Excerpts from location labeling data
§
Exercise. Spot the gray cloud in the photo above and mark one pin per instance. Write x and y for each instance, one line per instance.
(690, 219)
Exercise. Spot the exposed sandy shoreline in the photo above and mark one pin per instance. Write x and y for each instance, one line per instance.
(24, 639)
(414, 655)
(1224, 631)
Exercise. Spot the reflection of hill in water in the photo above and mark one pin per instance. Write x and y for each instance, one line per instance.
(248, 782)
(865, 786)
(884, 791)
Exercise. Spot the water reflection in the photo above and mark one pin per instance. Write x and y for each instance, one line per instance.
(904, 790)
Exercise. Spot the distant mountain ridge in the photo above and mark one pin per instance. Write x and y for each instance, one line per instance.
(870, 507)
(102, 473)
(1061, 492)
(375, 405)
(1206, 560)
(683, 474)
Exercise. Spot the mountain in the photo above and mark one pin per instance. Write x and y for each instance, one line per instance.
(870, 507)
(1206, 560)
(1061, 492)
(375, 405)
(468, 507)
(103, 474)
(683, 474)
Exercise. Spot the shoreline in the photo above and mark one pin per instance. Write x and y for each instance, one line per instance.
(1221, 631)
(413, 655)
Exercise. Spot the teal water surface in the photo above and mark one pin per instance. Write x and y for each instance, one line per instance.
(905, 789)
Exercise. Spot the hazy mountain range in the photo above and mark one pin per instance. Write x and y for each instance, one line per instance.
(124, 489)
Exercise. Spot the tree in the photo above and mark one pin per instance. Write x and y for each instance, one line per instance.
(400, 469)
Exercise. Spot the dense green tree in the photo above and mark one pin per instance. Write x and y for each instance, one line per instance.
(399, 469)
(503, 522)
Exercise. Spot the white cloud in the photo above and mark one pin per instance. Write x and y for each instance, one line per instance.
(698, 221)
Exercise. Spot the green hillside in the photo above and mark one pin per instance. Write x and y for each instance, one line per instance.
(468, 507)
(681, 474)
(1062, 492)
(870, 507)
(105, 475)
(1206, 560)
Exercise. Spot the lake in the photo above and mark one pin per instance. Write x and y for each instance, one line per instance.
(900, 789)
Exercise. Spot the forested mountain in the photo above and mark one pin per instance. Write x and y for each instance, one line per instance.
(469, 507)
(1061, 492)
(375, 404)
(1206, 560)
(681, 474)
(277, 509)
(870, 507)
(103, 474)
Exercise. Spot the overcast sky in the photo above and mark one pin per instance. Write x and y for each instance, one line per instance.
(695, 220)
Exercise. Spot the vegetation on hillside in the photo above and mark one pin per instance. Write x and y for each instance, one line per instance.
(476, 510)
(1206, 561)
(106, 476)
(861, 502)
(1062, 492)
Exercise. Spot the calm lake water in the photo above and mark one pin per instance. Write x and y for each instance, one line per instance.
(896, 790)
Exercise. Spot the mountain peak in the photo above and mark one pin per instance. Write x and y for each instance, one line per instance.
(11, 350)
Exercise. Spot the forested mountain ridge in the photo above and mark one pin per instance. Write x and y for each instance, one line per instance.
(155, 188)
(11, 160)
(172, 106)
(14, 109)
§
• _EXERCISE AIM_
Copy out all the lines above, changing every "pin" to "marker" and leaving everything else unchanged.

• _RESULT_
Exercise. Spot the gray cloud in the photo above and mark one marker per instance. Write x and y for each instance, one line per instance.
(690, 219)
Exercise. Spot the exposed sandy shoreline in the photo above and mark one marker per instance. Write x and y for each instance, one line per instance.
(24, 639)
(414, 655)
(1224, 631)
Exercise. Spot the reflection of hill in water in the photo above and mark one marker per instance. Write x and y for each instance, one line per instance.
(248, 782)
(865, 786)
(884, 791)
Exercise. Spot the water reflection in the photo above and mark one marker per instance. Write x and y for each instance, one line per instance.
(904, 790)
Exercise. Spot the distant mountain ridge in the photo above and mark one marker per instance. Write x and y for each instance, one line per instance.
(870, 507)
(102, 473)
(1061, 492)
(375, 405)
(1206, 560)
(683, 474)
Exercise. Spot the mountain in the photo above and mark one marker per instance. Write x and y for each instance, one line per instance.
(870, 507)
(1206, 560)
(1061, 492)
(375, 405)
(468, 507)
(103, 474)
(683, 474)
Exercise. Spot the shoreline in the photo above and mark one marker per instance. Write x and y for each instance, one line per instance.
(1221, 631)
(413, 655)
Exercise. Spot the teal water surface in the photo above and mark one marker per instance. Write x and y for each instance, one line per instance.
(905, 789)
Exercise. Spot the hazy mountain range in the photo above and mark one marker per instance. Write x and y for each instance, one line per instance.
(124, 489)
Exercise. Spot the tree in the photo above and mark one marker per instance. Write x and y for each instance, one line per instance.
(400, 469)
Exercise. Spot the dense green tree in the photo above and mark one marker per instance. Write x and y for each instance, one line per instance.
(399, 469)
(503, 522)
Exercise. Spot the white cloud in the photo above and mark one marker per instance. Write x and y for each instance, one line per instance.
(698, 221)
Exercise. Spot the green hillside in the photo above and mark one marker per instance. Write x and y for each instance, one line per instance.
(468, 507)
(681, 474)
(1062, 492)
(870, 507)
(105, 475)
(1206, 560)
Exercise. Spot the lake in the photo above and mark one marker per instance. Write x and y for each instance, one line per instance.
(900, 789)
Exercise. Spot the forested mountain in the photo above and mark one marker per instance. Write x and y for each instance, one line per instance.
(469, 507)
(1061, 492)
(375, 404)
(1206, 560)
(681, 474)
(277, 509)
(870, 507)
(103, 474)
Exercise. Spot the overcast sky in the photo above and mark one marker per instance. Write x and y for each instance, one line per instance.
(695, 220)
Exercise. Spot the vegetation on hillside in the photo above and mark one marker per instance. Write x and y for each instance, one line per instance.
(476, 510)
(1206, 561)
(106, 476)
(861, 502)
(1062, 492)
Exercise. Spot the calm lake water in the photo above and mark one marker per instance. Write x and y for each instance, one line per instance.
(896, 790)
Exercise. Spot the mountain peak in the photo above and mark one marker per instance. Write x and y for each instance, one line per instance.
(11, 350)
Exercise. Spot the forested mountain ridge in the photo above and mark one marker per instance. Write x and y for each instance, one line per instance.
(155, 188)
(11, 160)
(172, 106)
(14, 109)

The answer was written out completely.